◆ **ASSIGNMENT**
Summarize the text on the pied flycatcher in two sentences.

◆ **STUDY TEXT**
---------------

Climate change, migratory connctivity and changes in laying date and clutch size of the pied flycatcher

We examined long-term (1943–2003) variability in laying dates and clutch sizes in a Finnish population of the pied flycatcher Ficedula hypoleuca Pallas, and analysed whether potential changes were explained by changes in climatic factors at the wintering area in Africa, at migration route or at breeding grounds. Among-year variation in both mean and skewness of laying dates increased, which for mean laying date appeared to be explained by variability of temperatures at the breeding grounds and for skewness by variable temperature trends along the migration route. Pied flycatchers bred earlier in warm springs, but despite a warming trend in pre-laying temperatures, the laying dates tended to delay. Laying dates became continuously later in relation to the phenology of the environment. Mean clutch size decreased with time when mean laying date was controlled for, but the climatic factors did not appear to explain the decrease. The advancement of spring phenology may have shifted some food sources needed for egg-laying, thus leading to later laying and smaller clutches. Variation in clutch size increased when wintering conditions were favourable so that clutch size distribution was skewed with a tail of small clutches when there had been lot of rainfall (more vegetation and insects) in the wintering area. We suggest that when ecological conditions during winter were good, the tail of small clutches represented low-quality individuals that were not able to breed after bad winters. Our analyses demonstrate that measures of spread and symmetry give different information about population level changes than means, and thus complement the understanding of the potential influences of climate change on populations.

---------------

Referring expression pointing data
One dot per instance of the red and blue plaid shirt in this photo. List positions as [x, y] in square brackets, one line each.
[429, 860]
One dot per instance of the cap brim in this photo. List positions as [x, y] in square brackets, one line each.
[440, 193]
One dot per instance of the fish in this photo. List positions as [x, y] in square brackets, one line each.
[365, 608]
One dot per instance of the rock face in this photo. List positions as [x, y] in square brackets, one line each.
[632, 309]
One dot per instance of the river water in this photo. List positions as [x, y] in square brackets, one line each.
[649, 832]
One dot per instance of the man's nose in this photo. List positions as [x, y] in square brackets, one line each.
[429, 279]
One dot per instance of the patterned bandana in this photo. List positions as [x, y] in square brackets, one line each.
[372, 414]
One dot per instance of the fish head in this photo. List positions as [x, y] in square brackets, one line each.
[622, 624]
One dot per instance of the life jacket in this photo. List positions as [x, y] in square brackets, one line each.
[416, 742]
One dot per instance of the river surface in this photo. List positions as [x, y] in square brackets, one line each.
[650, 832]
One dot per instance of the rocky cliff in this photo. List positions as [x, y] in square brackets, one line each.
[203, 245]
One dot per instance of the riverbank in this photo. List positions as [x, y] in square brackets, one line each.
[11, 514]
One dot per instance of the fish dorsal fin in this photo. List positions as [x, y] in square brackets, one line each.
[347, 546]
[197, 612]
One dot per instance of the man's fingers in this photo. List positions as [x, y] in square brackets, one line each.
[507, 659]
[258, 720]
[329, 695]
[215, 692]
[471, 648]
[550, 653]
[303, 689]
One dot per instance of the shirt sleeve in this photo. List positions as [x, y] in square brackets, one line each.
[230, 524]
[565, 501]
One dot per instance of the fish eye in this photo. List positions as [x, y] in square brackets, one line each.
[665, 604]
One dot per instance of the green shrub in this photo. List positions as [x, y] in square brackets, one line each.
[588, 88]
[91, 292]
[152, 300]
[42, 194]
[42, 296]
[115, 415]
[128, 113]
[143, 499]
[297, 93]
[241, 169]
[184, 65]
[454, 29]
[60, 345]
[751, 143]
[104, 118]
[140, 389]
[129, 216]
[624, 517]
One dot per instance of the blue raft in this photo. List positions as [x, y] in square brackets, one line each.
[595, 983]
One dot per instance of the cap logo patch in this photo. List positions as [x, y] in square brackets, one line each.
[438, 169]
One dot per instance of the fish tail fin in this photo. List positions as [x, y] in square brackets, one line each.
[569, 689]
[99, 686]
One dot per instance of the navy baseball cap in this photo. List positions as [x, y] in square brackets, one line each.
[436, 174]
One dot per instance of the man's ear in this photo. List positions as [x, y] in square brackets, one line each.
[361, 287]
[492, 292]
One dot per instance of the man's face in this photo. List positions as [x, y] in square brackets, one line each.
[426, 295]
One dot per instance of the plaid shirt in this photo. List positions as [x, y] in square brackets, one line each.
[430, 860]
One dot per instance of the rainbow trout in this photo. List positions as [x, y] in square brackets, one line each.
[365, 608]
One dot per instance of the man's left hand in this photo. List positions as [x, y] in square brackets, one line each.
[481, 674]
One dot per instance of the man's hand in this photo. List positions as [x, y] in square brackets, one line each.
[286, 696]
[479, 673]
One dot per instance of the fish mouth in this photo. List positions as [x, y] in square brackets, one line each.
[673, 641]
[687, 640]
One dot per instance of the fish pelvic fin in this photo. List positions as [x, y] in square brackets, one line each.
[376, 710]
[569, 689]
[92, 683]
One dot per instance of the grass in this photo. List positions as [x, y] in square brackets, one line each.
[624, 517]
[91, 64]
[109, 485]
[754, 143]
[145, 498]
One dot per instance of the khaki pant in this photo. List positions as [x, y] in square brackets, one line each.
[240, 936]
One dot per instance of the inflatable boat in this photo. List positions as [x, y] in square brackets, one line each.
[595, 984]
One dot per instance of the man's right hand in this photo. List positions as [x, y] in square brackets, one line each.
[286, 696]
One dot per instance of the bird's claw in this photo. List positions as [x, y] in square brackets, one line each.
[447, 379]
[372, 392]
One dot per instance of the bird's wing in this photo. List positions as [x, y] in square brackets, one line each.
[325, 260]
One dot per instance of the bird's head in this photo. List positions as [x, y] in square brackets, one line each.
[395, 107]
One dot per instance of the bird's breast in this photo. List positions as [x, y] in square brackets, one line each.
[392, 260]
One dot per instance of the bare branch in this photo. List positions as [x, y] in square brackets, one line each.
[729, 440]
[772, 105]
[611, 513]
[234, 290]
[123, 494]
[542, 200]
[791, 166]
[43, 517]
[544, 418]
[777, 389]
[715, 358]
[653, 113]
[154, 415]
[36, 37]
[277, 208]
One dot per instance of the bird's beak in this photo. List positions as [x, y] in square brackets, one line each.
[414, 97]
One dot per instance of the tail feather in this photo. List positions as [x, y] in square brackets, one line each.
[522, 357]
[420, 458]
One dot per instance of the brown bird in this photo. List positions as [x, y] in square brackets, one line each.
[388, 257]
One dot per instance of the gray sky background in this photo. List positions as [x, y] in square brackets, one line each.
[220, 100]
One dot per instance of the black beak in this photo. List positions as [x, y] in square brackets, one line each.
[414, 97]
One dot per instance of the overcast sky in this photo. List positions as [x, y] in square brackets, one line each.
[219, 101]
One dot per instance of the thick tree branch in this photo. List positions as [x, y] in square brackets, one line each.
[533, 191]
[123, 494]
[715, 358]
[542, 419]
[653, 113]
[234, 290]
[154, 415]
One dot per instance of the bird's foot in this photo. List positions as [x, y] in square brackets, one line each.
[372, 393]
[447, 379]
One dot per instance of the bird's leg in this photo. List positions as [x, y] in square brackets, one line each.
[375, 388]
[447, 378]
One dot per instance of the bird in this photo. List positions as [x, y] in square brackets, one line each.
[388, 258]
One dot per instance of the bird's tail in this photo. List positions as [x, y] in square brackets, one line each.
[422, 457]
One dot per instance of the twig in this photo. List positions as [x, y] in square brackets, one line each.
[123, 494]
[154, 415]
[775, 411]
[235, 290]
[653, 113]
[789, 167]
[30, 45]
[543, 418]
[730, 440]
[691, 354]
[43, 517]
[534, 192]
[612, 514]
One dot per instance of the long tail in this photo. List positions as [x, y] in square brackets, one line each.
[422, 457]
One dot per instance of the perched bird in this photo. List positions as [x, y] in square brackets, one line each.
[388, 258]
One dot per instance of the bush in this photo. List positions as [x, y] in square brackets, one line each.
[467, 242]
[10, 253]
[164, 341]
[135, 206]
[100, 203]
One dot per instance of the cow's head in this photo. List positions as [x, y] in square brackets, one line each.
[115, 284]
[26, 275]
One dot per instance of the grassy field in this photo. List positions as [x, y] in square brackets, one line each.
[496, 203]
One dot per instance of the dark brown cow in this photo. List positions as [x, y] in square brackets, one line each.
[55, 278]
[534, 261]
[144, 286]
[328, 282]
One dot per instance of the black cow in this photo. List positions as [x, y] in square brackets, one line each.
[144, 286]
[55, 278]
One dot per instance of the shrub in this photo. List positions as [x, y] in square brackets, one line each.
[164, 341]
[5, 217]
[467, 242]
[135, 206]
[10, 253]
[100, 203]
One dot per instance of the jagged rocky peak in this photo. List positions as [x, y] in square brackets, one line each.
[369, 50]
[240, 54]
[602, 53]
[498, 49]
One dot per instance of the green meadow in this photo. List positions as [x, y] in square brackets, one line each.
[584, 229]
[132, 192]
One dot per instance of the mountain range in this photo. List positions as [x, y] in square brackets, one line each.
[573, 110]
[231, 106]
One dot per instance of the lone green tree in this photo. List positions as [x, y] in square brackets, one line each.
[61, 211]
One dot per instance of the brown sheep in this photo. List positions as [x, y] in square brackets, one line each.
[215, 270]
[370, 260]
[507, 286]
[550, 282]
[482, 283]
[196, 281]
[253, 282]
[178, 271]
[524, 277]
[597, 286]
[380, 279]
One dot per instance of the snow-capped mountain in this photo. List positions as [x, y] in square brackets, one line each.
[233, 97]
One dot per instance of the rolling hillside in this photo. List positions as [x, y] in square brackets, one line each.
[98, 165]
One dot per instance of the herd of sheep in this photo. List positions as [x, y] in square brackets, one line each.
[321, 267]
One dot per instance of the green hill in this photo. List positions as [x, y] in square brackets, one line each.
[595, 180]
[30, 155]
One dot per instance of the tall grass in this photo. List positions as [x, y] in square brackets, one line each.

---------------

◆ **YOUR RESPONSE**
Studying a Finnish pied flycatcher population from 1943 to 2003, the researchers found that the birds bred earlier in warm springs, but laying dates tended to delay despite warming pre-laying temperatures, and mean clutch size decreased when laying date was controlled for, a decline the climatic factors did not appear to explain. Clutch size varied more after favorable, rainy winters in the African wintering area, which the authors suggest reflects low-quality individuals breeding that could not after bad winters, and they conclude that measures of spread and symmetry complement means in understanding climate change effects on populations.